__Page text__
━━━
API

createWorker()
createScheduler()
setLogging()
recognize()
detect()
PSM
OEM

createWorker(options): Worker

createWorker is a function that creates a Tesseract.js worker. A Tesseract.js worker is an object that creates and manages an instance of Tesseract running in a web worker (browser) or worker thread (Node.js). Once created, OCR jobs are sent through the worker.

Arguments:

langs a string to indicate the languages traineddata to download, multiple languages are specified using an array (['eng', 'chi_sim'])
oem a enum to indicate the OCR Engine Mode you use
options an object of customized options
- corePath path to a directory containing both tesseract-core.wasm.js and tesseract-core-simd.wasm.js from Tesseract.js-core package
  - Setting corePath to a specific .js file is strongly discouraged. To provide the best performance on all devices, Tesseract.js needs to be able to pick between tesseract-core.wasm.js and tesseract-core-simd.wasm.js. See this issue for more detail.
━━━
__Given task 1__
Rewrite the paragraph of the Tesseract.js API page that begins "createWorker is a function" as a short list, keeping its main facts.

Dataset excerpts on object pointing
━━━
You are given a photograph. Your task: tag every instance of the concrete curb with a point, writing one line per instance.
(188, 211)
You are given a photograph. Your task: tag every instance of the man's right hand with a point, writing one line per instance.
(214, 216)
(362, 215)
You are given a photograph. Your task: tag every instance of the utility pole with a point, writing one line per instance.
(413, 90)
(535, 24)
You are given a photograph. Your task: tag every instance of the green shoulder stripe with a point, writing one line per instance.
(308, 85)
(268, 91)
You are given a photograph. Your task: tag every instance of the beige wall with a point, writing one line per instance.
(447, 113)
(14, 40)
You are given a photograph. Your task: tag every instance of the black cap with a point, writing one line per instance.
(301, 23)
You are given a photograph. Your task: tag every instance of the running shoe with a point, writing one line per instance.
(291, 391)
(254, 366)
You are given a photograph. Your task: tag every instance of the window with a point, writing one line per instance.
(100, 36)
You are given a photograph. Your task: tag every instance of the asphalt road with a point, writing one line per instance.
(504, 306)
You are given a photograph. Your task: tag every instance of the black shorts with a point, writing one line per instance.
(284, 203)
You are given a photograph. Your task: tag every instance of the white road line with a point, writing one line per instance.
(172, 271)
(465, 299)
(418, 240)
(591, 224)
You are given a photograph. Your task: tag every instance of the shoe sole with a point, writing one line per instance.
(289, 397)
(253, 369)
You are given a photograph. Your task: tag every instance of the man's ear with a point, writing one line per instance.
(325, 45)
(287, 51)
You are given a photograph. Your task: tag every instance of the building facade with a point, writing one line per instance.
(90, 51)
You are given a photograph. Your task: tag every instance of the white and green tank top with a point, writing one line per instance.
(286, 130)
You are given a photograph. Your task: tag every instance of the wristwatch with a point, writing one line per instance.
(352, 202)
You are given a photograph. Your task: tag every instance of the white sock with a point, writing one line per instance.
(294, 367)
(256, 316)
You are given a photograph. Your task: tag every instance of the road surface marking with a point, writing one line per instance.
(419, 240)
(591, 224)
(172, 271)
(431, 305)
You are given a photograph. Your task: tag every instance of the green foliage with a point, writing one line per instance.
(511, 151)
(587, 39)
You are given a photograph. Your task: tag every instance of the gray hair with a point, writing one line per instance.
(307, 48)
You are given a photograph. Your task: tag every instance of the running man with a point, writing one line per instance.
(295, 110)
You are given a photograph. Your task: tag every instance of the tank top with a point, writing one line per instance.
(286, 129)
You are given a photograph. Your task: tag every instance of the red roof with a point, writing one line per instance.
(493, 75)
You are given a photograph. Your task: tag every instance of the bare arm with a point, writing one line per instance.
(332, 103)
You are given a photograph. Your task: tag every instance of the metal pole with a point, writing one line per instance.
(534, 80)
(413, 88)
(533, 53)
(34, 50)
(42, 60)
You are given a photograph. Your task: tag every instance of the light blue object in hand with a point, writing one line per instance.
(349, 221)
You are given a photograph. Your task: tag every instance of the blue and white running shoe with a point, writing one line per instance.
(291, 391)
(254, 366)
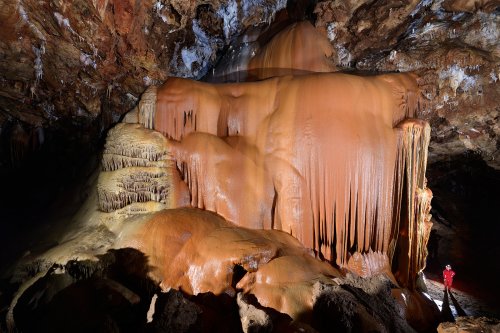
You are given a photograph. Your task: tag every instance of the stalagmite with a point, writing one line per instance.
(197, 251)
(138, 167)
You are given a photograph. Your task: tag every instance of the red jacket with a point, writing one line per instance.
(448, 275)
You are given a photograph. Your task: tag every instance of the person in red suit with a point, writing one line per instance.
(448, 275)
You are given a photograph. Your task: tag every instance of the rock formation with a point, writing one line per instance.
(267, 190)
(309, 156)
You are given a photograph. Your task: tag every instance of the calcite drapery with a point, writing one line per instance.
(325, 157)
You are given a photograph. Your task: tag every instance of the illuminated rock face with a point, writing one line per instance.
(328, 158)
(197, 251)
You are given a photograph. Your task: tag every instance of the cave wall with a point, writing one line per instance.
(73, 68)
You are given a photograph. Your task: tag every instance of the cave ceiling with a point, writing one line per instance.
(77, 66)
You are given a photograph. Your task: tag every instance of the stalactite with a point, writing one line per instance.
(138, 167)
(147, 106)
(414, 203)
(329, 145)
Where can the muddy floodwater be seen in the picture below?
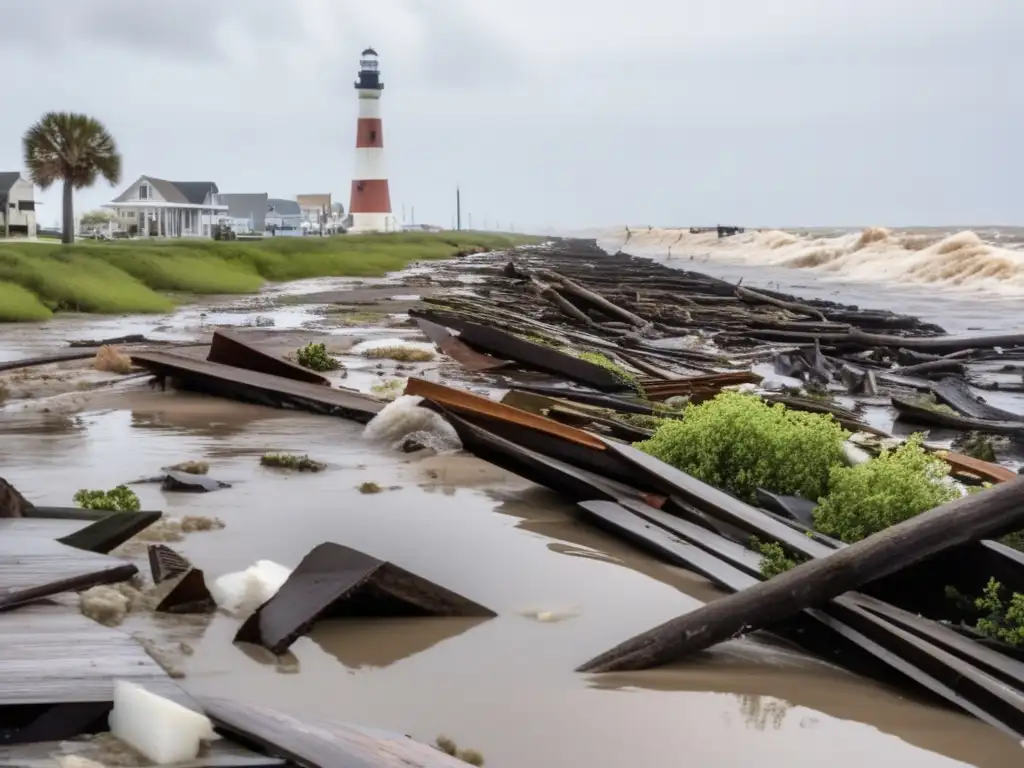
━━━
__Given task 2__
Pick out every line of the records that contains the word "hand", treating uppercase and lowercase as different.

__Task answer 1__
- createWorker is a function that creates a Tesseract.js worker.
- A Tesseract.js worker is an object that creates and manages an instance of Tesseract.
- That instance runs in a web worker in the browser or in a worker thread in Node.js.
- Once the worker is created, OCR jobs are sent through it.

__Task answer 2__
You are given a photograph. Your task: tag every instance of the man's right hand with a point, writing one line per instance.
You are given a photograph. Your task: tag every instance of the light blue object in hand with a point, writing one line per instance.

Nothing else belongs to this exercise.